**MATERIAL FOR THE TASK**
--- --- ---
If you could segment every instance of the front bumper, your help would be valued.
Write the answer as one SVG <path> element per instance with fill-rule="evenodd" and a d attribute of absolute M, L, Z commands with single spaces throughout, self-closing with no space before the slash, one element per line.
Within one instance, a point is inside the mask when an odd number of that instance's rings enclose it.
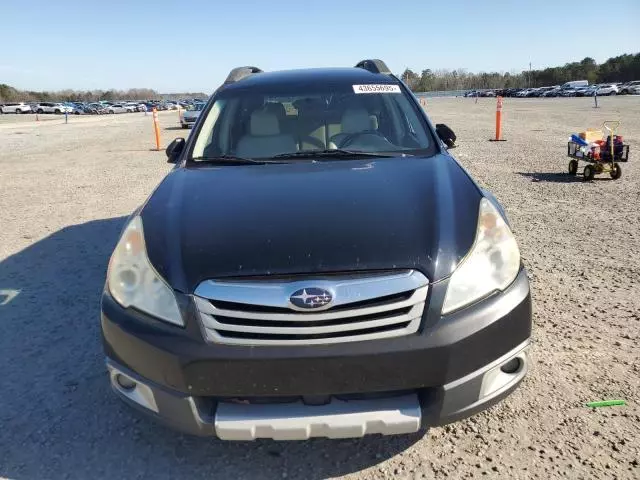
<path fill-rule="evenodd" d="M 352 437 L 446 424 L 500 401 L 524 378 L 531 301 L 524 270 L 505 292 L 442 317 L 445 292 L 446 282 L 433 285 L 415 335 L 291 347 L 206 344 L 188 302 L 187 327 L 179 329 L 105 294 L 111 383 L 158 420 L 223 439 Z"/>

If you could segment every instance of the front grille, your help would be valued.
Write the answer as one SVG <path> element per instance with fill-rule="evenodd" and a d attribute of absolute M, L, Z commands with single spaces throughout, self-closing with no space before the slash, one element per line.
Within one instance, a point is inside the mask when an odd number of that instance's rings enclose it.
--- --- ---
**STATED GOAL**
Put the lines above into a Markdown table with a column headed "No." for the row number and a column headed "Text" for the line. Skip the blank lines and leave out the pictures.

**EXERCISE ANSWER**
| No. | Text |
|---|---|
| 1 | If you could segment every instance of the front bumper, your help would be valued. |
| 2 | Write the answer as one SVG <path> element per instance with fill-rule="evenodd" and a d attribute of absolute M, L, Z commands with single spaces throughout, self-closing with no space before the slash, one element per line. |
| 3 | Within one instance, a point is inside the mask when an odd number of that instance's rings enclose it. |
| 4 | <path fill-rule="evenodd" d="M 352 437 L 446 424 L 500 401 L 524 378 L 531 301 L 524 270 L 505 292 L 442 317 L 445 292 L 446 282 L 433 285 L 415 335 L 291 347 L 206 344 L 188 302 L 187 327 L 179 329 L 105 294 L 111 383 L 158 420 L 223 439 Z"/> |
| 5 | If you could segment every instance of the front grille, your help would be valued. |
| 6 | Write the answer as one SVG <path> element per instance with fill-rule="evenodd" and a d attribute of absolute M, L, Z commands with single spaces throughout, self-closing with no space before the slash, one element per line. |
| 7 | Within one instance, a point is inside the mask when an odd number of that instance's rings enclose it. |